**YOUR INSTRUCTIONS:**
Could you edit the data, beginning at the line that has "Could you please locate the coffee" and running through the end of the data, so that "coffee surface" becomes "milk foam" and nothing else changes?

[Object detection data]

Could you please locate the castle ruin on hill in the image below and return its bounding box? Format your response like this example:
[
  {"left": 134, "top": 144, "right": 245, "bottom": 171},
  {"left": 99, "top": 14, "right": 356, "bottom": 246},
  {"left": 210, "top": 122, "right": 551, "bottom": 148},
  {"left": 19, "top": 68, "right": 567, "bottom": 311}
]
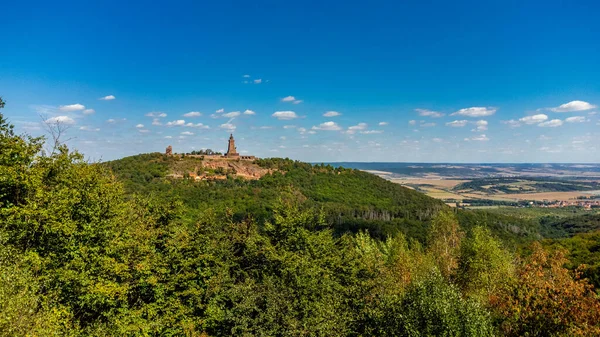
[{"left": 165, "top": 134, "right": 256, "bottom": 160}]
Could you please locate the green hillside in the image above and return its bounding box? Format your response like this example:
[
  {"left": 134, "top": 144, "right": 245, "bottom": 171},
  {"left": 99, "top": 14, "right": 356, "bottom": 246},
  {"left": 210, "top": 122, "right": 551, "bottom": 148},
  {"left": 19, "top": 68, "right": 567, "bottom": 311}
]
[{"left": 0, "top": 104, "right": 600, "bottom": 337}]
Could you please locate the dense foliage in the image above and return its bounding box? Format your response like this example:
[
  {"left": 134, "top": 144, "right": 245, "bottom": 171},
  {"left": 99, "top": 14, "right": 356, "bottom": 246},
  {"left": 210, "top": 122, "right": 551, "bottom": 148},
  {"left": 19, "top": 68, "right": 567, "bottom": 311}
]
[{"left": 0, "top": 103, "right": 600, "bottom": 336}]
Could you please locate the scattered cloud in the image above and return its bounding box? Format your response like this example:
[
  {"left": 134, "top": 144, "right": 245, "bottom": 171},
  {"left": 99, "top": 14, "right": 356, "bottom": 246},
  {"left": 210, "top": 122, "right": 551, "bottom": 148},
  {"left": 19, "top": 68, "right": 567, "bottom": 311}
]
[
  {"left": 519, "top": 114, "right": 548, "bottom": 125},
  {"left": 271, "top": 111, "right": 298, "bottom": 120},
  {"left": 548, "top": 101, "right": 596, "bottom": 112},
  {"left": 323, "top": 111, "right": 342, "bottom": 117},
  {"left": 222, "top": 111, "right": 240, "bottom": 118},
  {"left": 219, "top": 122, "right": 236, "bottom": 132},
  {"left": 415, "top": 109, "right": 444, "bottom": 118},
  {"left": 183, "top": 111, "right": 202, "bottom": 117},
  {"left": 446, "top": 119, "right": 469, "bottom": 128},
  {"left": 565, "top": 116, "right": 588, "bottom": 123},
  {"left": 59, "top": 103, "right": 85, "bottom": 112},
  {"left": 538, "top": 119, "right": 563, "bottom": 128},
  {"left": 465, "top": 134, "right": 490, "bottom": 142},
  {"left": 45, "top": 116, "right": 75, "bottom": 125},
  {"left": 79, "top": 126, "right": 100, "bottom": 132},
  {"left": 450, "top": 107, "right": 498, "bottom": 118},
  {"left": 167, "top": 119, "right": 185, "bottom": 126},
  {"left": 185, "top": 123, "right": 210, "bottom": 129},
  {"left": 312, "top": 121, "right": 342, "bottom": 131},
  {"left": 473, "top": 120, "right": 488, "bottom": 132},
  {"left": 145, "top": 111, "right": 167, "bottom": 118},
  {"left": 502, "top": 119, "right": 521, "bottom": 128}
]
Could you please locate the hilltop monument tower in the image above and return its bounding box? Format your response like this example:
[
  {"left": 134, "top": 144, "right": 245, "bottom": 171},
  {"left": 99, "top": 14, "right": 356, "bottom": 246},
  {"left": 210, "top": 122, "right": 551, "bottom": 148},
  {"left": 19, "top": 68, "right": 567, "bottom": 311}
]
[{"left": 225, "top": 134, "right": 240, "bottom": 157}]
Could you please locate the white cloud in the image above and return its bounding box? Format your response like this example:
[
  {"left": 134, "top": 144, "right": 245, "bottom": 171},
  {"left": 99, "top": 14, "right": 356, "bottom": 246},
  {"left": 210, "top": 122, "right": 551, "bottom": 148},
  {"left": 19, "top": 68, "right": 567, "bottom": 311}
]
[
  {"left": 145, "top": 111, "right": 167, "bottom": 118},
  {"left": 450, "top": 106, "right": 498, "bottom": 117},
  {"left": 519, "top": 114, "right": 548, "bottom": 125},
  {"left": 565, "top": 116, "right": 588, "bottom": 123},
  {"left": 185, "top": 123, "right": 210, "bottom": 129},
  {"left": 183, "top": 111, "right": 202, "bottom": 117},
  {"left": 59, "top": 103, "right": 85, "bottom": 112},
  {"left": 415, "top": 109, "right": 444, "bottom": 118},
  {"left": 475, "top": 120, "right": 488, "bottom": 132},
  {"left": 312, "top": 122, "right": 342, "bottom": 131},
  {"left": 538, "top": 119, "right": 563, "bottom": 128},
  {"left": 548, "top": 101, "right": 596, "bottom": 112},
  {"left": 502, "top": 119, "right": 521, "bottom": 128},
  {"left": 465, "top": 135, "right": 490, "bottom": 142},
  {"left": 219, "top": 122, "right": 236, "bottom": 131},
  {"left": 79, "top": 126, "right": 100, "bottom": 131},
  {"left": 222, "top": 111, "right": 240, "bottom": 118},
  {"left": 323, "top": 111, "right": 342, "bottom": 117},
  {"left": 167, "top": 119, "right": 185, "bottom": 126},
  {"left": 346, "top": 123, "right": 368, "bottom": 134},
  {"left": 446, "top": 119, "right": 469, "bottom": 128},
  {"left": 271, "top": 111, "right": 298, "bottom": 120},
  {"left": 46, "top": 116, "right": 75, "bottom": 125}
]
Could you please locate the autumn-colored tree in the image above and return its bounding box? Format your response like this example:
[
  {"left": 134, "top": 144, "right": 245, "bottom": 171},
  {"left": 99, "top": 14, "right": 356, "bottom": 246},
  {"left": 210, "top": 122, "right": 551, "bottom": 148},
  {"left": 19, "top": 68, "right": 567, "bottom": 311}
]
[
  {"left": 494, "top": 242, "right": 600, "bottom": 336},
  {"left": 428, "top": 211, "right": 464, "bottom": 278}
]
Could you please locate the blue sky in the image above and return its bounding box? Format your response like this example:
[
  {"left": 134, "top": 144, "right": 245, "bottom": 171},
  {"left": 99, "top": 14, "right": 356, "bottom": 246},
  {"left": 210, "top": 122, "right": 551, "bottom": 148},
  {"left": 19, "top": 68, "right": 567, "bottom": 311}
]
[{"left": 0, "top": 1, "right": 600, "bottom": 162}]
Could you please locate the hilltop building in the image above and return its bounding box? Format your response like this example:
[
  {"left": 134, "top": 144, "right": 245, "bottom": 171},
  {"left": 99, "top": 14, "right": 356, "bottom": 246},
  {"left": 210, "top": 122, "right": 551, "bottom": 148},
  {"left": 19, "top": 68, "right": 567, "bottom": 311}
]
[
  {"left": 165, "top": 134, "right": 256, "bottom": 160},
  {"left": 225, "top": 133, "right": 240, "bottom": 158}
]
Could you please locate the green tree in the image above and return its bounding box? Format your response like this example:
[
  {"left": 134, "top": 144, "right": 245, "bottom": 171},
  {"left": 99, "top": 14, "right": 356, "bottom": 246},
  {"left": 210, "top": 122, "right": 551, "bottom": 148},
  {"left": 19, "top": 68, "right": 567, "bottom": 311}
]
[
  {"left": 457, "top": 226, "right": 515, "bottom": 303},
  {"left": 428, "top": 211, "right": 464, "bottom": 278}
]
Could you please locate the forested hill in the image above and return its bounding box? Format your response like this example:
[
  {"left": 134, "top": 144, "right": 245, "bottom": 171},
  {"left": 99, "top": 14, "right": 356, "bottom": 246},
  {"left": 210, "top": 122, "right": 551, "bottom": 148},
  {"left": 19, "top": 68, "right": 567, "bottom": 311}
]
[
  {"left": 105, "top": 153, "right": 446, "bottom": 238},
  {"left": 0, "top": 107, "right": 600, "bottom": 337}
]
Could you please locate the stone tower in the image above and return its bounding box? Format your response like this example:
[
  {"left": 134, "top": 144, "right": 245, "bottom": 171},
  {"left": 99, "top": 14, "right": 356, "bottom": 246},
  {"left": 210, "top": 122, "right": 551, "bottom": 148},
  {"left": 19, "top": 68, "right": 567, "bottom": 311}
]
[{"left": 225, "top": 134, "right": 239, "bottom": 157}]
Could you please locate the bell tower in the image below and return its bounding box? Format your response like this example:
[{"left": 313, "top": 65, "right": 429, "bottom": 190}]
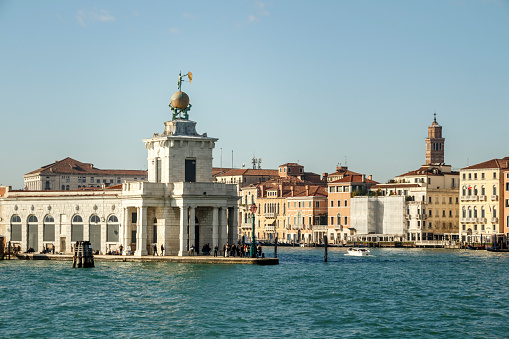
[{"left": 426, "top": 113, "right": 445, "bottom": 165}]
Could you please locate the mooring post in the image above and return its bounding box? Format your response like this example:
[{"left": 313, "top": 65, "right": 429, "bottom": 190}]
[
  {"left": 323, "top": 235, "right": 327, "bottom": 262},
  {"left": 274, "top": 236, "right": 277, "bottom": 258}
]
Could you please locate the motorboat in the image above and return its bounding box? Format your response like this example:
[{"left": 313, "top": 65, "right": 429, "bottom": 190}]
[{"left": 345, "top": 247, "right": 371, "bottom": 257}]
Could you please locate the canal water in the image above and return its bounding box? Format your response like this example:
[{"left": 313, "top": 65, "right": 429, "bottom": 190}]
[{"left": 0, "top": 247, "right": 509, "bottom": 338}]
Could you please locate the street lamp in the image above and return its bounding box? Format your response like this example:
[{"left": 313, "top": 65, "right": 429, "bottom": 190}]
[{"left": 251, "top": 201, "right": 258, "bottom": 258}]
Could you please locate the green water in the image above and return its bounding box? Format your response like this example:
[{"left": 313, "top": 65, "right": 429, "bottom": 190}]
[{"left": 0, "top": 248, "right": 509, "bottom": 338}]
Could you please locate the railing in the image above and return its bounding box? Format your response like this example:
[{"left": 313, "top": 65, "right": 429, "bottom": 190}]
[{"left": 240, "top": 222, "right": 253, "bottom": 229}]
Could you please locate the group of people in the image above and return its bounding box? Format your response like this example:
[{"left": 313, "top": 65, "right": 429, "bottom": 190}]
[
  {"left": 39, "top": 244, "right": 55, "bottom": 254},
  {"left": 152, "top": 244, "right": 164, "bottom": 256},
  {"left": 221, "top": 243, "right": 263, "bottom": 258}
]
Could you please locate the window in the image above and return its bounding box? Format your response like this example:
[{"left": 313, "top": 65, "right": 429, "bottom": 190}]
[{"left": 106, "top": 215, "right": 119, "bottom": 242}]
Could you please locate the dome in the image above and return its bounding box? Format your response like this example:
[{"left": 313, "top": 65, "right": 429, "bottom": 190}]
[{"left": 171, "top": 91, "right": 189, "bottom": 110}]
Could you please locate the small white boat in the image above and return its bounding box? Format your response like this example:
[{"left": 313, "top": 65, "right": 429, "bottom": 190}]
[{"left": 345, "top": 247, "right": 371, "bottom": 257}]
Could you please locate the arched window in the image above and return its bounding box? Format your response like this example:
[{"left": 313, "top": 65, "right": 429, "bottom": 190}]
[
  {"left": 88, "top": 214, "right": 101, "bottom": 249},
  {"left": 152, "top": 218, "right": 157, "bottom": 243},
  {"left": 71, "top": 214, "right": 83, "bottom": 242},
  {"left": 27, "top": 214, "right": 39, "bottom": 253},
  {"left": 11, "top": 214, "right": 21, "bottom": 241},
  {"left": 106, "top": 215, "right": 119, "bottom": 242},
  {"left": 42, "top": 214, "right": 55, "bottom": 241}
]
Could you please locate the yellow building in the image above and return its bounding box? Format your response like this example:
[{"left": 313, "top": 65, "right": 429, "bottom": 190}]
[{"left": 460, "top": 157, "right": 509, "bottom": 243}]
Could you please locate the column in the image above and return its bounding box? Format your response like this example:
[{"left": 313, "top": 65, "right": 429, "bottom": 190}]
[
  {"left": 211, "top": 206, "right": 219, "bottom": 248},
  {"left": 21, "top": 217, "right": 28, "bottom": 252},
  {"left": 179, "top": 205, "right": 188, "bottom": 257},
  {"left": 232, "top": 205, "right": 238, "bottom": 243},
  {"left": 188, "top": 206, "right": 196, "bottom": 249},
  {"left": 134, "top": 207, "right": 147, "bottom": 257},
  {"left": 218, "top": 206, "right": 228, "bottom": 250},
  {"left": 122, "top": 207, "right": 131, "bottom": 251}
]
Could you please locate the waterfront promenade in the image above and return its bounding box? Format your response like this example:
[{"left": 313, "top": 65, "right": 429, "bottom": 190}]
[{"left": 11, "top": 253, "right": 279, "bottom": 265}]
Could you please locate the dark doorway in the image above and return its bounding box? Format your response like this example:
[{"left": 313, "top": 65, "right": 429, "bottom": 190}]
[
  {"left": 185, "top": 159, "right": 196, "bottom": 182},
  {"left": 194, "top": 217, "right": 200, "bottom": 253}
]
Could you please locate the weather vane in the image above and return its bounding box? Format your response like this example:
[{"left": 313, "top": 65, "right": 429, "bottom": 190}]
[{"left": 168, "top": 72, "right": 193, "bottom": 120}]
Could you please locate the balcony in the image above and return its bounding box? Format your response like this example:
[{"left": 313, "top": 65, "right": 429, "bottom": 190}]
[{"left": 240, "top": 222, "right": 253, "bottom": 230}]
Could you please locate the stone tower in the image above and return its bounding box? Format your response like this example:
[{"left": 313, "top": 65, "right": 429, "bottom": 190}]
[
  {"left": 143, "top": 119, "right": 217, "bottom": 184},
  {"left": 426, "top": 113, "right": 445, "bottom": 165}
]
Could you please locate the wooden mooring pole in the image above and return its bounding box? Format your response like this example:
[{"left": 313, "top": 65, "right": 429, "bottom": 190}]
[
  {"left": 323, "top": 235, "right": 328, "bottom": 262},
  {"left": 72, "top": 241, "right": 94, "bottom": 268}
]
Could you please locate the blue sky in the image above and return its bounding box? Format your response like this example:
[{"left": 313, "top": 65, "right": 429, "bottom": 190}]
[{"left": 0, "top": 0, "right": 509, "bottom": 188}]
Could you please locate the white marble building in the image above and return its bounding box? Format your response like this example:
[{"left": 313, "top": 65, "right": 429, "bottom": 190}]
[{"left": 0, "top": 106, "right": 238, "bottom": 256}]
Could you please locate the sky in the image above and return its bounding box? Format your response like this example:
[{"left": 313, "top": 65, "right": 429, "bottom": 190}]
[{"left": 0, "top": 0, "right": 509, "bottom": 189}]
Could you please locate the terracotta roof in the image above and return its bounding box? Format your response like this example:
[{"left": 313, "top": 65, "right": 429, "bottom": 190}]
[
  {"left": 462, "top": 157, "right": 509, "bottom": 170},
  {"left": 212, "top": 168, "right": 278, "bottom": 177},
  {"left": 279, "top": 162, "right": 304, "bottom": 167},
  {"left": 329, "top": 175, "right": 378, "bottom": 184},
  {"left": 370, "top": 183, "right": 422, "bottom": 190},
  {"left": 283, "top": 186, "right": 328, "bottom": 198},
  {"left": 25, "top": 157, "right": 147, "bottom": 176},
  {"left": 396, "top": 166, "right": 459, "bottom": 178},
  {"left": 328, "top": 169, "right": 361, "bottom": 177}
]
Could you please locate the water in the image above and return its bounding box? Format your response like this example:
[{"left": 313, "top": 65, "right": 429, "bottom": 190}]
[{"left": 0, "top": 248, "right": 509, "bottom": 338}]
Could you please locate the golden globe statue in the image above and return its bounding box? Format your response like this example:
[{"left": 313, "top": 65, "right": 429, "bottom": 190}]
[{"left": 168, "top": 72, "right": 193, "bottom": 120}]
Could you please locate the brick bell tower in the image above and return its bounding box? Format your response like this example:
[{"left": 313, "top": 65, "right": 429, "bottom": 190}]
[{"left": 426, "top": 113, "right": 445, "bottom": 165}]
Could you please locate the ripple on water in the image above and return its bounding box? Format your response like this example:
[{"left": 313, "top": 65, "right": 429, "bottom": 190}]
[{"left": 0, "top": 248, "right": 509, "bottom": 338}]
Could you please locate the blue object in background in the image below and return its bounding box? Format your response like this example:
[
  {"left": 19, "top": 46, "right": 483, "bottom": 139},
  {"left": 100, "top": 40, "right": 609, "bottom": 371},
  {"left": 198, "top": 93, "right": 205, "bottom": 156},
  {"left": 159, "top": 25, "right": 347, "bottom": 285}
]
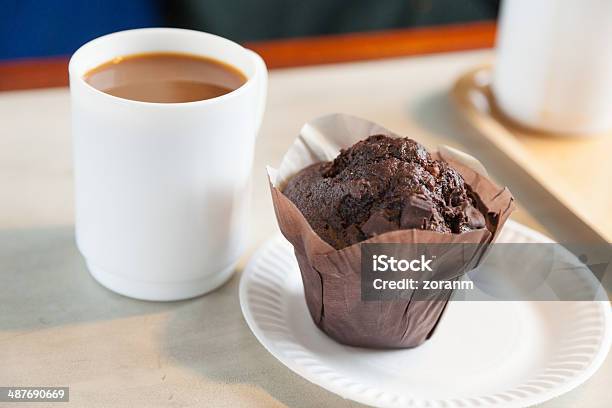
[{"left": 0, "top": 0, "right": 163, "bottom": 60}]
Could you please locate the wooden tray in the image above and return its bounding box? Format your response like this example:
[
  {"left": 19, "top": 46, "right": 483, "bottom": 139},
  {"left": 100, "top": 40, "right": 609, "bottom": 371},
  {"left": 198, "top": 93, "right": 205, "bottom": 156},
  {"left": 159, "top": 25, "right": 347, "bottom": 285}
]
[{"left": 452, "top": 66, "right": 612, "bottom": 243}]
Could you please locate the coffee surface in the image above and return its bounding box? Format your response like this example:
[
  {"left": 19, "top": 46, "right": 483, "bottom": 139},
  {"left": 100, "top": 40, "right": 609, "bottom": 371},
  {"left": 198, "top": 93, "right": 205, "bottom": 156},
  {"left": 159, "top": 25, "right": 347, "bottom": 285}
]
[{"left": 84, "top": 53, "right": 246, "bottom": 103}]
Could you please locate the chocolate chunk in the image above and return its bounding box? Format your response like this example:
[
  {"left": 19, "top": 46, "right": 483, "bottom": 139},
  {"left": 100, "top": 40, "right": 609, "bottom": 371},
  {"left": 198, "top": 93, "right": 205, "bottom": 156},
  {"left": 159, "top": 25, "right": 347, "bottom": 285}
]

**THE ANSWER:**
Could you please locate the milk foam in the image above and return its bounding box? Format your response like this example:
[
  {"left": 19, "top": 46, "right": 483, "bottom": 139},
  {"left": 100, "top": 40, "right": 609, "bottom": 371},
  {"left": 198, "top": 93, "right": 205, "bottom": 156},
  {"left": 159, "top": 25, "right": 347, "bottom": 285}
]
[{"left": 84, "top": 53, "right": 246, "bottom": 103}]
Could you please locate the chocolate chunk in the image above and return its bounding box? Format your response like this example:
[
  {"left": 19, "top": 46, "right": 483, "bottom": 139},
  {"left": 100, "top": 40, "right": 609, "bottom": 371},
  {"left": 198, "top": 93, "right": 205, "bottom": 156},
  {"left": 159, "top": 25, "right": 347, "bottom": 285}
]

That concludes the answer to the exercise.